__Short problem__
Reproduce the lines from the start of the entries through the line containing "Now the shoulder", both included.

__Task inputs__
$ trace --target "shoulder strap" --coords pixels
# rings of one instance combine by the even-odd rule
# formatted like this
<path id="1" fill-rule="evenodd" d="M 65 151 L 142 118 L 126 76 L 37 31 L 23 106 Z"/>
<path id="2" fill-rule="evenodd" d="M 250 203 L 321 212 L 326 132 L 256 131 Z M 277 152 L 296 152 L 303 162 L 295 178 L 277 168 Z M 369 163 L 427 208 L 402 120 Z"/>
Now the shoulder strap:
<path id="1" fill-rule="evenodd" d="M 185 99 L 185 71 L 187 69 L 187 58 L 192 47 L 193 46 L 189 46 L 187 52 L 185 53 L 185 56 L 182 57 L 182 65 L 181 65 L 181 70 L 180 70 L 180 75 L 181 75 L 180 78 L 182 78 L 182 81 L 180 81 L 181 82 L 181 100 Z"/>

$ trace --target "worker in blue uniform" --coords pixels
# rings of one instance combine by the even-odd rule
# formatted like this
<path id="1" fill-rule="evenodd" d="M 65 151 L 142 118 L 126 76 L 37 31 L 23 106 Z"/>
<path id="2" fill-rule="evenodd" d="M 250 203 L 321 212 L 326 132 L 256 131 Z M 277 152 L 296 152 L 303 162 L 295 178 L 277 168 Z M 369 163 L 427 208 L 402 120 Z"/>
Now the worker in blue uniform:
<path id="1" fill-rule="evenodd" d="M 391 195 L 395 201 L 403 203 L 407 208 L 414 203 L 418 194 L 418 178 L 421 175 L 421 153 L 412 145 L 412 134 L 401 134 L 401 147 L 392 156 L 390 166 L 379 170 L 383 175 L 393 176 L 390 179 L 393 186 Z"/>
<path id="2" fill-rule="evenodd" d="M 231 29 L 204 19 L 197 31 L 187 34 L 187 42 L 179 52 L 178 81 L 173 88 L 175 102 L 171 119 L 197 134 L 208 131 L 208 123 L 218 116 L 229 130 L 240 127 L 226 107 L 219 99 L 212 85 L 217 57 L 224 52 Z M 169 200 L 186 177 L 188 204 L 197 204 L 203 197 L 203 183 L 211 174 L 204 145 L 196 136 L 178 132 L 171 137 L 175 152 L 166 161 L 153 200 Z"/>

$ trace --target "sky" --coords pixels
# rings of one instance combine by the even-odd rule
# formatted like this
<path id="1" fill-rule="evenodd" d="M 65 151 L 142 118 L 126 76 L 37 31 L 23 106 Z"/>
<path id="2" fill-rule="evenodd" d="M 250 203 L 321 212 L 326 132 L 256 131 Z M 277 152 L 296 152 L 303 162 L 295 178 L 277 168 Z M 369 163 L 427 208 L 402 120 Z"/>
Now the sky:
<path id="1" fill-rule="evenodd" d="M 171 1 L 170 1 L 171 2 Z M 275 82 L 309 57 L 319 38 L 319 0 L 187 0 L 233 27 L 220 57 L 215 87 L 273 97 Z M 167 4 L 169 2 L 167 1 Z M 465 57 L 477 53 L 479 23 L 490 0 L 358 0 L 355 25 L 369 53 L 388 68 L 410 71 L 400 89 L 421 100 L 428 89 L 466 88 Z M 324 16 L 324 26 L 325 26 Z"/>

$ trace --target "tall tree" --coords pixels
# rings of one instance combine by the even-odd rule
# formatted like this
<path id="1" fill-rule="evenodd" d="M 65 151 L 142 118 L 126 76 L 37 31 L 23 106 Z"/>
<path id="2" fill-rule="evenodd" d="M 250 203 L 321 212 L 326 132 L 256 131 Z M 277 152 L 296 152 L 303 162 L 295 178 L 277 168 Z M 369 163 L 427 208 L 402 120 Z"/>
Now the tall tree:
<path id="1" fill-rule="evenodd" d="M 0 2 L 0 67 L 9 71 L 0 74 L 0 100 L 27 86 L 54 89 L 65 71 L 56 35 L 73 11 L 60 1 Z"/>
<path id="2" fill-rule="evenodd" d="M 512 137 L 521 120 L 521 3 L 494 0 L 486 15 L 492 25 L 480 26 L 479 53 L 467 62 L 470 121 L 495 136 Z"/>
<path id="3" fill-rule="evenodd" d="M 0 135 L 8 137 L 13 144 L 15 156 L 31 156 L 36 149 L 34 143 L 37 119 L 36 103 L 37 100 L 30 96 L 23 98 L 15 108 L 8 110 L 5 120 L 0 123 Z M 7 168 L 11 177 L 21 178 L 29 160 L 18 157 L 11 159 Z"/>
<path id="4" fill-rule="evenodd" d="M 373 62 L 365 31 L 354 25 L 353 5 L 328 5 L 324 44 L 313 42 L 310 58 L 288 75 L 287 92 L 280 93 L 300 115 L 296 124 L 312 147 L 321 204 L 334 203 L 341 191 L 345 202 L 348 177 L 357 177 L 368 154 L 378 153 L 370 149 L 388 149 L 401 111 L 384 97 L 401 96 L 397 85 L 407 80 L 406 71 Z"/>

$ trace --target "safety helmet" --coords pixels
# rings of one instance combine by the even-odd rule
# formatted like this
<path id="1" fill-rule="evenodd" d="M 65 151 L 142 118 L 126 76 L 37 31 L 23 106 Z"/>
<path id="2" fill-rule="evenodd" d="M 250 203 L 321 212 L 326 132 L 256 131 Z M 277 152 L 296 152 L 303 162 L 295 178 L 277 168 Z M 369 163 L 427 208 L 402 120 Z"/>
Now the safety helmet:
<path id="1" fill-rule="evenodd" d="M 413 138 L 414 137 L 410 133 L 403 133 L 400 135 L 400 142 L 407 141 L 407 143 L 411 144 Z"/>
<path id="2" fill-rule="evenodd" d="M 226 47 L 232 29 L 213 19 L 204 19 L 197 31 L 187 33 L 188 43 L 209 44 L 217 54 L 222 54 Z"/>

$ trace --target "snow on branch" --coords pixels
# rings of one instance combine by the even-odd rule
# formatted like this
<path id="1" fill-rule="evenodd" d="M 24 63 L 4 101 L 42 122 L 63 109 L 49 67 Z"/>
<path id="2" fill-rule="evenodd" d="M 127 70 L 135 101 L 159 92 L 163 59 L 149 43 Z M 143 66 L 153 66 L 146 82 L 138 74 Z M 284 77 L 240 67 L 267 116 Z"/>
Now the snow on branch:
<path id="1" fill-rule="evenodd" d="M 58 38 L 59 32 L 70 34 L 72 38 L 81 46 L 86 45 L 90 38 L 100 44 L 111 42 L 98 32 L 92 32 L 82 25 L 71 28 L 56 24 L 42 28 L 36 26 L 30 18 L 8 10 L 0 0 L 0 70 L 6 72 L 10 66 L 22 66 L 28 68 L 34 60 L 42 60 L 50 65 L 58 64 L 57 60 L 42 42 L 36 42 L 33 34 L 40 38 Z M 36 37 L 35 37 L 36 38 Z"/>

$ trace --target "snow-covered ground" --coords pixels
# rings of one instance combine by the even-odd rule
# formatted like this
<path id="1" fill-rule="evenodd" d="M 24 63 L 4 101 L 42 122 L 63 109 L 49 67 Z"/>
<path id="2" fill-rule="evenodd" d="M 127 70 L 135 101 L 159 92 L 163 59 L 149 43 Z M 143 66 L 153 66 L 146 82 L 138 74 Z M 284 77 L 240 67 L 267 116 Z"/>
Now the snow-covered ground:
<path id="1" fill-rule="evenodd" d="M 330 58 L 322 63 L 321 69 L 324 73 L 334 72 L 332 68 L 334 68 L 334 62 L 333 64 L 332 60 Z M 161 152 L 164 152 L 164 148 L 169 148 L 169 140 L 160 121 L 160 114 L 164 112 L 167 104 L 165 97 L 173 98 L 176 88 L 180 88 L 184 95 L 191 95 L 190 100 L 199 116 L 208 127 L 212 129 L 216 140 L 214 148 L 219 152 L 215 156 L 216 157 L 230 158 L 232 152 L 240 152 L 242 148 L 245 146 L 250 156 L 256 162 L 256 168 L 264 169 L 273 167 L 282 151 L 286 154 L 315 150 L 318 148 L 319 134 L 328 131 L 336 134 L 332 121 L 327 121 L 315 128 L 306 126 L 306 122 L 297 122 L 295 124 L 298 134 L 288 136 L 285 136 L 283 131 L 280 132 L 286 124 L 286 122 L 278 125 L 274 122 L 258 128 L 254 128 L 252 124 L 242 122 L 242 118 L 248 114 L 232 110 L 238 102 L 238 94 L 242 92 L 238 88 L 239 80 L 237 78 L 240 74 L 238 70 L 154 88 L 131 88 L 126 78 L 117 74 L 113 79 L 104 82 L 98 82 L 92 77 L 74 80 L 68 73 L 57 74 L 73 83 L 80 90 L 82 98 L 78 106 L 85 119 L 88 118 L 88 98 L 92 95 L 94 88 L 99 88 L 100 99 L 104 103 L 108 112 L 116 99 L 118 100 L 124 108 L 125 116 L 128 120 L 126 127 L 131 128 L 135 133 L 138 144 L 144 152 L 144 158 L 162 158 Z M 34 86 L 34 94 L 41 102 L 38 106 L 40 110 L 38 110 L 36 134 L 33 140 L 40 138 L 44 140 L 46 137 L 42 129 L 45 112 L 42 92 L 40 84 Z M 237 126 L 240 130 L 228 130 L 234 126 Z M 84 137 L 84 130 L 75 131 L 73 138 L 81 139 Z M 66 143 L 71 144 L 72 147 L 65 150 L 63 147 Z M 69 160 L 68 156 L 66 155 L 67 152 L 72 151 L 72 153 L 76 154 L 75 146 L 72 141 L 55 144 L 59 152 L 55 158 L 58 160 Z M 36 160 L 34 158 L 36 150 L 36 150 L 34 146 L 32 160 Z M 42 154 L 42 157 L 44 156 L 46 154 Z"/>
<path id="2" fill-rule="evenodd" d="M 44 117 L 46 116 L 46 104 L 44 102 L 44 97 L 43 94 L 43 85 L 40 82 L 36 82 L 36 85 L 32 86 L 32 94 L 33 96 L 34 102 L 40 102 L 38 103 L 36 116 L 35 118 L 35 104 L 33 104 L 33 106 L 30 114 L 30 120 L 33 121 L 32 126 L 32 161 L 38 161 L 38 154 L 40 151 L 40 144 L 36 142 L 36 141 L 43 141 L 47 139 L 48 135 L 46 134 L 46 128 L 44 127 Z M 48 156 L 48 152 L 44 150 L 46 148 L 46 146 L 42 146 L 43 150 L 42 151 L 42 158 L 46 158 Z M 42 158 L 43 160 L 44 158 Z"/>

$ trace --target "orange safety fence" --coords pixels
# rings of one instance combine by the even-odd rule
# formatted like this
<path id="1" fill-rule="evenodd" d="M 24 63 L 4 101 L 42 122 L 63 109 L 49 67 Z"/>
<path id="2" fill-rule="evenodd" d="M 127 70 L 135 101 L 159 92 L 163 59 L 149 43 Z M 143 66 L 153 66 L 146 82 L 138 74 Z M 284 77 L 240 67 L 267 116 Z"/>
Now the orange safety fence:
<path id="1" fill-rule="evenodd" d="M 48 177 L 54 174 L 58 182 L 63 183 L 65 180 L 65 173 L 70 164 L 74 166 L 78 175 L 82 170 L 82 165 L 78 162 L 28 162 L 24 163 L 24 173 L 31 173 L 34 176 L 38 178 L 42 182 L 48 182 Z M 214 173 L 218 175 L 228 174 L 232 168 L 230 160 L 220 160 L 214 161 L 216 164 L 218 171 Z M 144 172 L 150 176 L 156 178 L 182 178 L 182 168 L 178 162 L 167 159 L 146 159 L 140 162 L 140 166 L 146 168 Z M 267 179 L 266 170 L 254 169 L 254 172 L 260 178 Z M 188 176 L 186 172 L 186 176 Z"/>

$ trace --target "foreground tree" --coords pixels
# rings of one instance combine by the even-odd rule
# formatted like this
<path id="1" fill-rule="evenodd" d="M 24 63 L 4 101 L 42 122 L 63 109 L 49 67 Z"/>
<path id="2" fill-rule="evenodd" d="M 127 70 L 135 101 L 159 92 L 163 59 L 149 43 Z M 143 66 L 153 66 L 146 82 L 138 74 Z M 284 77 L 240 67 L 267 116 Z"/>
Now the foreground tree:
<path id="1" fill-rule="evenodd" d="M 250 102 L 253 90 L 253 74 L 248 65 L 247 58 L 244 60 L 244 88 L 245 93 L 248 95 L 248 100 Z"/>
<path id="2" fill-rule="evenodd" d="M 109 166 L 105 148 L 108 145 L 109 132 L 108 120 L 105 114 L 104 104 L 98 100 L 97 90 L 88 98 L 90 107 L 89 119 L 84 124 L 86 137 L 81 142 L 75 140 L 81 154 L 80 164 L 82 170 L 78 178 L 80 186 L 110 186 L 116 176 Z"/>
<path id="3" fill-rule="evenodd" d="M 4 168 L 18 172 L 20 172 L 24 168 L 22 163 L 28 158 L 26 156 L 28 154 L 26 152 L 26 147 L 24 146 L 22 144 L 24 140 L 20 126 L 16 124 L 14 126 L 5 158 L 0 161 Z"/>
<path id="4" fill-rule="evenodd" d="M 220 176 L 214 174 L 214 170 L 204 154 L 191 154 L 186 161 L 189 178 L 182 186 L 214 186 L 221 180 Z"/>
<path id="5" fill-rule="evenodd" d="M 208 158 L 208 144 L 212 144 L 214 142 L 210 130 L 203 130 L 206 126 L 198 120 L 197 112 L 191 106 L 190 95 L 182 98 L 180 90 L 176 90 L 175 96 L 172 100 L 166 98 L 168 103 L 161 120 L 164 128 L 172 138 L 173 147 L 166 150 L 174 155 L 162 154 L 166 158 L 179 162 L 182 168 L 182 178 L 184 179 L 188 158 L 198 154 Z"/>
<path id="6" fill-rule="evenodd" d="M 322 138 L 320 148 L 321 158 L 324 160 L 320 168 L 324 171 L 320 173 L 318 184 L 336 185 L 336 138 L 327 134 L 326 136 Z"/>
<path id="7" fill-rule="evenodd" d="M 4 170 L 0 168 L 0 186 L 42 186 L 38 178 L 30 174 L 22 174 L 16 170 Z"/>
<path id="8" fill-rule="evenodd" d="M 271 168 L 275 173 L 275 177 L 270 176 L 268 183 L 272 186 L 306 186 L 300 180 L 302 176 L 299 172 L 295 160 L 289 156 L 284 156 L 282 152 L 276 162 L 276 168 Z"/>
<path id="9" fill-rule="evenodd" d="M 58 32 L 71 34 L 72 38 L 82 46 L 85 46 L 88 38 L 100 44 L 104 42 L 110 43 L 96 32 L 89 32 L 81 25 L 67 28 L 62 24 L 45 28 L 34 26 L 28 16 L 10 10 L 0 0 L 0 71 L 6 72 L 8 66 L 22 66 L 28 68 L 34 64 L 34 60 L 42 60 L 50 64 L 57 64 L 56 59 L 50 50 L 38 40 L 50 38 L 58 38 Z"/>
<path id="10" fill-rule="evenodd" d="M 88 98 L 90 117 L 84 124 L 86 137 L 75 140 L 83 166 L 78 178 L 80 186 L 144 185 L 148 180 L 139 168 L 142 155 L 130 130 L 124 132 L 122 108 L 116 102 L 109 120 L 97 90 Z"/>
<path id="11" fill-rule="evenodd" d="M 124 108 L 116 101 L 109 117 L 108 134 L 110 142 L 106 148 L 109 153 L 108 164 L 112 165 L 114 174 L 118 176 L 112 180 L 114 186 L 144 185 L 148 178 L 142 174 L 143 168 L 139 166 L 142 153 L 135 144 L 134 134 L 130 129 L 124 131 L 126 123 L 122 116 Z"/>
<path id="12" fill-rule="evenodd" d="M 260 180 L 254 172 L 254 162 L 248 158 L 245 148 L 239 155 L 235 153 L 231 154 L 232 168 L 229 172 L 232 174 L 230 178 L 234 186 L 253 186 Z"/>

__Answer to this task__
$ trace --target "shoulder strap" --coords pixels
# rings of one instance combine by the even-odd rule
# formatted like this
<path id="1" fill-rule="evenodd" d="M 65 151 L 142 118 L 126 76 L 37 31 L 23 106 Z"/>
<path id="2" fill-rule="evenodd" d="M 250 203 L 321 212 L 326 132 L 256 131 Z M 277 152 L 296 152 L 303 162 L 295 178 L 277 168 Z M 369 163 L 427 208 L 402 120 Z"/>
Now the shoulder strap:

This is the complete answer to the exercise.